▸ **短い問題**
次のデータを1件につき1行ずつ、2列のCSVにすべて入れる。列名は「入力」と「応答」とし、それぞれに本文と答えを改行を空白に置き換えて引用符付きの1フィールドで収め、画像は含めない。

▸ **課題のデータ**
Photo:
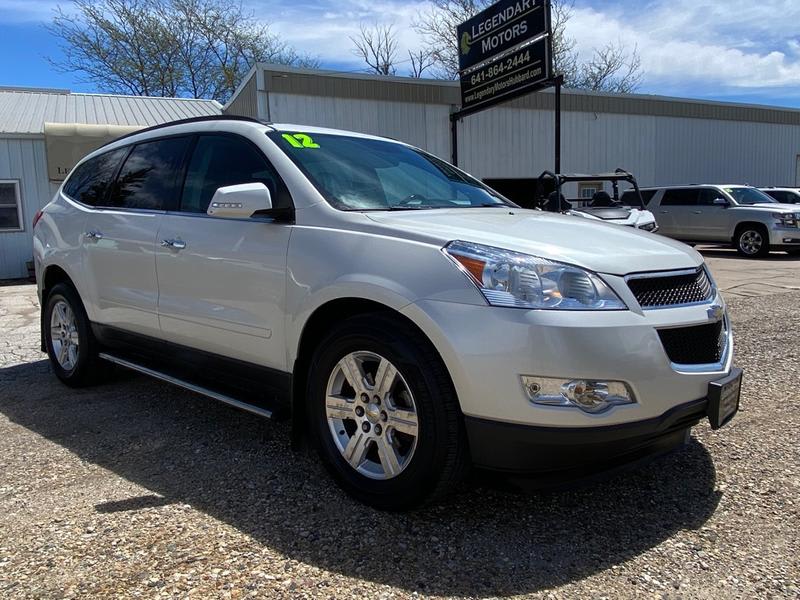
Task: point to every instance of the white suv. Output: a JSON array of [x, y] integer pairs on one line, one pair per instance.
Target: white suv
[[410, 321], [740, 215]]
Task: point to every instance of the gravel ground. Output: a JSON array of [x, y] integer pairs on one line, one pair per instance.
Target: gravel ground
[[138, 489]]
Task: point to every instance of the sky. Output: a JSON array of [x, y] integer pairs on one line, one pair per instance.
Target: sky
[[731, 50]]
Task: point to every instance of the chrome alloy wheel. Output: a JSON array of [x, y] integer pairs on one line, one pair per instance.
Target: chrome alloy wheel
[[64, 335], [371, 415], [751, 241]]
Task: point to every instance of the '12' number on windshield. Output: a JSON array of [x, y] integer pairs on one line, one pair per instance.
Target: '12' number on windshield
[[300, 140]]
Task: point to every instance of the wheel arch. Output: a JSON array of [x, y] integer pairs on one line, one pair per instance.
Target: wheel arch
[[51, 277], [741, 225], [320, 321]]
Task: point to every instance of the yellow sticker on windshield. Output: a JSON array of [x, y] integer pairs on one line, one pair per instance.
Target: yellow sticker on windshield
[[300, 140]]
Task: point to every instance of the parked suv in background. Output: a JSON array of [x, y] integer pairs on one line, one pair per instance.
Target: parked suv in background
[[407, 318], [783, 195], [726, 214]]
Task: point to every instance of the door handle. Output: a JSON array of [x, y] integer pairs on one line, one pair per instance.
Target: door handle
[[176, 244]]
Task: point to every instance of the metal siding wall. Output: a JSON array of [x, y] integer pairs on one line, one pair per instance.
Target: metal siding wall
[[246, 103], [22, 159], [509, 141], [425, 126]]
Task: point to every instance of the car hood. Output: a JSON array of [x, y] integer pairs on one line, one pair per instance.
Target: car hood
[[587, 243], [773, 207]]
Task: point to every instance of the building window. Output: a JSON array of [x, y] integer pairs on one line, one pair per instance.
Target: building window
[[587, 190], [10, 206]]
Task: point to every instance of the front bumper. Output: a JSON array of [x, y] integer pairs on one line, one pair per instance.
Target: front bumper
[[574, 452], [487, 349], [784, 236]]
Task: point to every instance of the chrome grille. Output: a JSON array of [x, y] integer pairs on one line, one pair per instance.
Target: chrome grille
[[659, 290]]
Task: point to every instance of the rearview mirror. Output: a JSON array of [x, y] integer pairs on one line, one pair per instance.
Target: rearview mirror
[[240, 201]]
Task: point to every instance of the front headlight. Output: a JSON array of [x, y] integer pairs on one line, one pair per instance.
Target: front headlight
[[517, 280], [787, 219]]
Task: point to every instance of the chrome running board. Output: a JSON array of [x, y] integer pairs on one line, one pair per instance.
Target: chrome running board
[[261, 412]]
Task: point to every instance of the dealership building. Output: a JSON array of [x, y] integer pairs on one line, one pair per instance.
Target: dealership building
[[44, 132], [661, 140]]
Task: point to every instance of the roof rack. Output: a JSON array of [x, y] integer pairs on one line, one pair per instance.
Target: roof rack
[[186, 121]]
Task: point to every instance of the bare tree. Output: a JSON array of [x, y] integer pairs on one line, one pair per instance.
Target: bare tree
[[611, 69], [421, 61], [198, 48], [377, 46]]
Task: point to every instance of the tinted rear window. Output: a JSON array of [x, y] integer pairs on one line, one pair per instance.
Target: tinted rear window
[[88, 183], [685, 197], [149, 177]]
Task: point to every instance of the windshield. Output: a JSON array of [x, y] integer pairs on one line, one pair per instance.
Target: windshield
[[749, 196], [365, 174]]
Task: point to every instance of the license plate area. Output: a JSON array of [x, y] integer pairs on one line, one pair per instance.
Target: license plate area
[[723, 398]]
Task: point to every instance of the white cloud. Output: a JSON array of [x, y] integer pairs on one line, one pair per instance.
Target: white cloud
[[736, 44]]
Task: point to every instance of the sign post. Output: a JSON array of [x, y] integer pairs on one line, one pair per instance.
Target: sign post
[[505, 51]]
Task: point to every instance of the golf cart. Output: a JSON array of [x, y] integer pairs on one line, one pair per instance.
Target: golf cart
[[628, 209]]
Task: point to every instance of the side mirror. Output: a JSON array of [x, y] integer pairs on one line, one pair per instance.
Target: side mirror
[[240, 201]]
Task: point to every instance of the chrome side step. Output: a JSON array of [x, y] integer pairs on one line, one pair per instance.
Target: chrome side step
[[261, 412]]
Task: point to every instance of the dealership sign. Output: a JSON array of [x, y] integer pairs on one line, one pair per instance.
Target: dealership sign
[[499, 28], [518, 70], [504, 52]]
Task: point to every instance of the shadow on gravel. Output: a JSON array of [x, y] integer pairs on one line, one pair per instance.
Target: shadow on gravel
[[239, 469], [774, 256]]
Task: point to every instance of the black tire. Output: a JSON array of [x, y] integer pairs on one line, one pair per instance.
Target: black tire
[[84, 370], [440, 459], [751, 241]]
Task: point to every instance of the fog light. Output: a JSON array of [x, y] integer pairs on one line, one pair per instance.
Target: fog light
[[590, 396]]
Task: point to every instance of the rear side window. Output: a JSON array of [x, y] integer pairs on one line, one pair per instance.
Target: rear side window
[[684, 197], [783, 196], [706, 197], [629, 198], [222, 160], [89, 182], [149, 177]]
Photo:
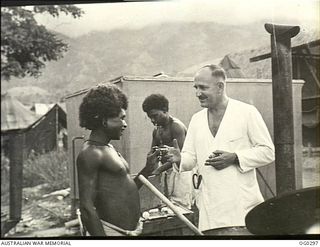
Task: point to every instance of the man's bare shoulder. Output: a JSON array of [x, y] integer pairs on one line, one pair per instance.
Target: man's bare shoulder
[[90, 155], [178, 125]]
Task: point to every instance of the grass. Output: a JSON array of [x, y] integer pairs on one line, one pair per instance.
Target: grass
[[50, 168]]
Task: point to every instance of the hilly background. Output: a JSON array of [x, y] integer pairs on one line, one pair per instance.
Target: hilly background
[[169, 48]]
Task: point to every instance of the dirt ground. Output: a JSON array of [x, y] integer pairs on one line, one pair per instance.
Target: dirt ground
[[39, 213]]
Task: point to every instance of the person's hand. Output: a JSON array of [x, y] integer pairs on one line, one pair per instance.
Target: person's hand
[[173, 155], [221, 159]]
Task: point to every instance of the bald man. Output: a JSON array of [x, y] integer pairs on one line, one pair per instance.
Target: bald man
[[225, 142]]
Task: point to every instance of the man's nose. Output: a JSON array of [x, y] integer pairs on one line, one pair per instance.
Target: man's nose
[[198, 93]]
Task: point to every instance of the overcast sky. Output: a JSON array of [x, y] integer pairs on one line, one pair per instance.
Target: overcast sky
[[138, 14]]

▸ **この問題の結果**
入力,応答
"Photo: Task: point to every instance of the white suv. Output: a JSON array of [x, y] integer pairs on one line, one pair per instance. Target: white suv","[[410, 321], [740, 215]]"
"Task: point to every instance of the gravel ground. Output: a JSON array of [x, y] integer pairs on one line, one pair per instance. Target: gravel ground","[[138, 489]]"
"Task: point to every instance of the sky. Output: a JSON array of [x, y] integer pairs on one line, one pair per instance. Target: sky","[[731, 50]]"
"Task: point to every instance of the chrome alloy wheel. Output: a JSON array of [x, y] integer pairs on one line, one pair per instance. Target: chrome alloy wheel","[[64, 335], [371, 415], [751, 241]]"
"Task: point to every instance of the '12' number on windshield. Output: a JSON array of [x, y] integer pairs on one line, one pair per instance. Target: '12' number on windshield","[[300, 140]]"
"Task: point to every instance of the wheel arch. Output: a JSON array of [x, y] integer pairs on one line, one pair per instance. Target: wheel arch","[[51, 277], [741, 225], [320, 321]]"
"Task: point to every instance of the yellow sticker on windshield. Output: a JSON array of [x, y] integer pairs on one line, one pair per instance. Target: yellow sticker on windshield","[[300, 140]]"
"Task: point to every instance of the parked suv in background. Output: a JSON array of [x, y] integer pairs on one line, one pair per instance. Target: parked suv in background","[[407, 318], [783, 195], [726, 214]]"
"Task: point to every instance of the door handle. Output: a JSON array of [x, y] integer pairs on one line, one pair per instance. Target: door handle","[[176, 244]]"
"Task: point to every instance of the metal siding wall. Output: a JSON array of [x, y] integer pairs on one line, one pair per instance. Target: metal siding wall","[[246, 103], [22, 159], [509, 141], [425, 126]]"
"Task: point to every instance of the car hood. Output: a JSON array of [x, y] integer pairs on one line, one pair per instance. Target: car hood","[[587, 243], [773, 207]]"
"Task: point to every instance of the building window. Output: a JSON array of [x, y] integer pairs on one line, one pair per instance. Target: building window","[[587, 190], [10, 206]]"
"Task: point to every instance of the front bumper. Output: a JSON array of [x, y] integer pairs on one line, one pair per instance. Target: front bumper","[[574, 452], [487, 349], [784, 236]]"
"Task: point to every instance of the chrome grille. Output: a JSON array of [x, y] integer pairs on one line, one pair per instance. Target: chrome grille","[[659, 290]]"
"Task: point to every instance of the rearview mirror. Output: a JSON array of [x, y] integer pairs on one line, one pair per instance. Target: rearview mirror","[[240, 201]]"
"Task: point to every instance of the front headlight. Output: a JSON array of [x, y] integer pairs on one line, one pair per instance. Target: front headlight","[[517, 280], [787, 219]]"
"Task: point to every instance of the chrome running board. Output: a JSON array of [x, y] integer pairs on one line, one pair per instance. Target: chrome running board","[[261, 412]]"
"Task: point to every instance of the dealership building. Output: a JSON array of [x, y] integer pairs on one line, one pair per instance. Target: dealership building","[[44, 132], [661, 140]]"
"Task: point to every instance of the roof rack. Output: a JSON array of [x, y] integer pairs on one line, one pair per instance. Target: roof rack","[[186, 121]]"
"Task: point to every instance of the bare tree. Output: a JSON array of [x, y] integer pairs on one line, one pair per instance. Target: bare tree","[[611, 69], [421, 61], [198, 48], [377, 46]]"
"Task: point to every instance of the tinted rear window. Output: a JSON array of [x, y] integer pairs on one line, one pair per instance. Target: tinted rear window","[[88, 183], [685, 197], [149, 177]]"
"Task: point to every instance of the windshield. Output: a JSON array of [x, y] integer pairs on one line, one pair per instance. Target: windshield","[[749, 196], [365, 174]]"
"Task: point to every instance of the license plate area. Output: a JSON array of [x, y] integer pairs on one line, one pair per instance. Target: license plate area","[[723, 398]]"
"Task: point to every instance of the white cloud. Output: a JSON array of [x, y] integer pairs on one line, one pair per instance. Target: white cloud","[[736, 44]]"
"Task: point to every instance of the sign post. Output: a JSON array of [x, y] integer pairs on one line, one pair per instance. Target: sign post","[[505, 51]]"
"Task: point to every instance of the golf cart. Output: a JSON array of [x, y] integer pairs on one line, one pair per instance. Target: golf cart","[[628, 209]]"
"Task: point to every instance of the side mirror. Output: a JSON array of [x, y] integer pairs on one line, one pair per instance. Target: side mirror","[[240, 201]]"
"Task: point to every instance of the chrome side step. Output: a JSON array of [x, y] integer pairs on one line, one pair per instance. Target: chrome side step","[[261, 412]]"
"Task: point to every instance of the dealership sign. Output: a JSON array of [x, y] integer pairs on one line, one pair per instance. Target: dealership sign","[[499, 28], [518, 70], [504, 52]]"
"Task: point to every instance of the shadow on gravel. Output: a JSON array of [x, y] integer pairs on one line, one pair per instance. Target: shadow on gravel","[[239, 469], [774, 256]]"
"Task: point to every instance of the black tire. Output: a JSON array of [x, y] integer pairs on one line, one pair per instance. Target: black tire","[[84, 370], [440, 459], [751, 241]]"
"Task: point to every instance of the fog light. Output: a JSON array of [x, y] integer pairs on one line, one pair per instance. Target: fog light","[[590, 396]]"
"Task: point to every instance of the rear side window. Output: a JSON array of [x, y] integer pairs on one line, one pair per instance. Target: rear side window","[[684, 197], [783, 196], [706, 197], [629, 198], [222, 160], [89, 182], [149, 177]]"
"Photo: Task: point to every instance of the man's bare shoulder. Output: a JSON array of [x, y] integer pairs on one line, one pair per instance. Target: man's bare shoulder","[[90, 155], [178, 125]]"
"Task: point to every instance of the grass. Output: a JSON array of [x, y] integer pairs on one line, one pair per instance. Target: grass","[[50, 168]]"
"Task: point to every instance of the hilly background. Output: a JSON array of [x, y] integer pairs on one line, one pair per instance. Target: hilly background","[[169, 48]]"
"Task: point to every instance of the dirt ground. Output: a JSON array of [x, y] integer pairs on one line, one pair per instance. Target: dirt ground","[[39, 213]]"
"Task: point to every instance of the person's hand. Output: a JSON array of [x, y] integer pairs on one line, one pair per instance. Target: person's hand","[[173, 155], [221, 159]]"
"Task: point to every instance of the bald man. Output: a JSON array of [x, y] integer pairs on one line, one pair per instance. Target: bald man","[[225, 142]]"
"Task: point to every instance of the man's nose. Output: a JSON array of [x, y] integer pairs on one line, one pair per instance. Target: man's nose","[[198, 93]]"
"Task: point to every instance of the overcast sky. Output: a JSON array of [x, y] integer pairs on one line, one pair per instance. Target: overcast sky","[[138, 14]]"